#### [TEXT SHOWN]
☆ ☆ ☆ ☆ ☆ ☆ ☆

Indorsed : "Don Pedro de Urea."
Spanish. Draft. pp. 19.
|6 Dec. (?)
S. E. Pat. Re.
T. c. I. L. 6. f. 8.
148. Treaty between Henry VIII., King Of England
Maximilian, Emperor Elect, and King Ferdinand
The Catholic. (fn. 6)
The Commissioners are—
On the part of King Ferdinand :
Pedro de Urea,
Luis Caroz de Villaragut, and
Juan de Lanuza.
On the part of Maximilian, Emperor elect :
Johannes de Berghes, First Chamberlain and
Governor of Namur ;
Gérard de Plaine, Siegneur de Magny.
On the part of the King of England :
Richard, Bishop of Winchester ; and
Thomas Grey, Marquis of Dorset.
When Louis, King of France, waged war openly on Holy
Church, robbing her of her states and favouring the schism, the
Emperor elect, the King of England, and King Ferdinand the
Catholic, concluded a league, the object of which was to defend
the Pope and Holy Church, to extirpate the schism, and to
wrest from the King of France all the provinces and territories
which he had unjustly acquired. They had thought
it necessary to reduce the power of the King of France, lest he
should render himself sole arbiter and lord of Christendom,
which had always been the aim of the Kings of France. They
projected, at the same time, a common war against the Infidels.
Although our Lord evidently favoured their enterprise, they
have not yet entirely executed it.
|They renew, therefore, their league, and bind themselves to
begin war with the King of France on the following conditions :—
1. None of the contracting parties is at liberty to conclude or
to renew a treaty of peace or truce with the King of France.
2. The Emperor elect and the King of England bind themselves
to begin war with France in Normandy and Picardy,
or wherever they can cause the greatest losses to the enemy.
The invasion is to take place before the 1st of June next.
Any one of the armies is to be strong enough to resist the
attacks of the French troops, to besiege or to defend towns,
and to carry on all necessary warlike operations. The Emperor
and the King of England are to take the field in person.
Should, however, the King of England be prevented from
taking the field in person, he is to send an able captain, with
16,000 foot, 4,000 horse, and the necessary artillery, &c.
3. King Ferdinand binds himself to invade the duchy of
Guienne before the 1st of June next. His army is to consist of
15,000 foot, 1,500 light cavalry, and 1,500 heavy cavalry, with
25 pieces of artillery, and the other necessary engines of war.

☆ ☆ ☆ ☆ ☆ ☆ ☆

#### [RECORDED INFORMATION]
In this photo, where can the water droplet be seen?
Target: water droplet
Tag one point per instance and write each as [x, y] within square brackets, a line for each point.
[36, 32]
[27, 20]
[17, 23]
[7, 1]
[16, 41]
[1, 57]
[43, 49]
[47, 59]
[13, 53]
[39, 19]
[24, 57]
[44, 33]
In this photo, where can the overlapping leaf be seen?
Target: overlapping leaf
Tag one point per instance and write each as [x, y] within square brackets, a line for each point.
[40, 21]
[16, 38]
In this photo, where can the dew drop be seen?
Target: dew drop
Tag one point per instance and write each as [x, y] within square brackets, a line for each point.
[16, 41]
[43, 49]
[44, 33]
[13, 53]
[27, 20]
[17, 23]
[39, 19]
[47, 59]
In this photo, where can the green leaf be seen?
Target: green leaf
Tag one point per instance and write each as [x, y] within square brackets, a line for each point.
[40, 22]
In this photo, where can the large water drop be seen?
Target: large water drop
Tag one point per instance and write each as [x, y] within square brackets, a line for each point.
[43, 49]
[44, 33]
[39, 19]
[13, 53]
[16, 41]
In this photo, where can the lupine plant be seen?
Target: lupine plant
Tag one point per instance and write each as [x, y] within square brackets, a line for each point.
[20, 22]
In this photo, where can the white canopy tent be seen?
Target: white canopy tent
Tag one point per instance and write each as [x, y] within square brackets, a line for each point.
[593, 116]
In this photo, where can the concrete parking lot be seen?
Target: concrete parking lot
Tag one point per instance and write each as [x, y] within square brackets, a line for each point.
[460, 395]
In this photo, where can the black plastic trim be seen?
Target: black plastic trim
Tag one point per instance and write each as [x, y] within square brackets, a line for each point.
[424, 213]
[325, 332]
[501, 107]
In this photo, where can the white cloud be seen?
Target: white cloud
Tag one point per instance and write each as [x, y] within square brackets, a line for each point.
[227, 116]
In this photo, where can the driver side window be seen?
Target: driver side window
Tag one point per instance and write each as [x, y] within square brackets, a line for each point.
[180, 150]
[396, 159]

☆ ☆ ☆ ☆ ☆ ☆ ☆

#### [WHAT TO DO]
**1.** In the treaty text, what size of army is King Ferdinand to invade the duchy of Guienne with?
**2.** Write out the part of the treaty text that opens with the words containing "3. King Ferdinand" and closes with "engines of war.", renaming "Guienne" as "Gascony".

#### [WRITTEN RESPONSES]
**1.** 15,000 foot, 1,500 light cavalry, and 1,500 heavy cavalry, with 25 pieces of artillery and the other necessary engines of war.

**2.**
3. King Ferdinand binds himself to invade the duchy of
Gascony before the 1st of June next. His army is to consist of
15,000 foot, 1,500 light cavalry, and 1,500 heavy cavalry, with
25 pieces of artillery, and the other necessary engines of war.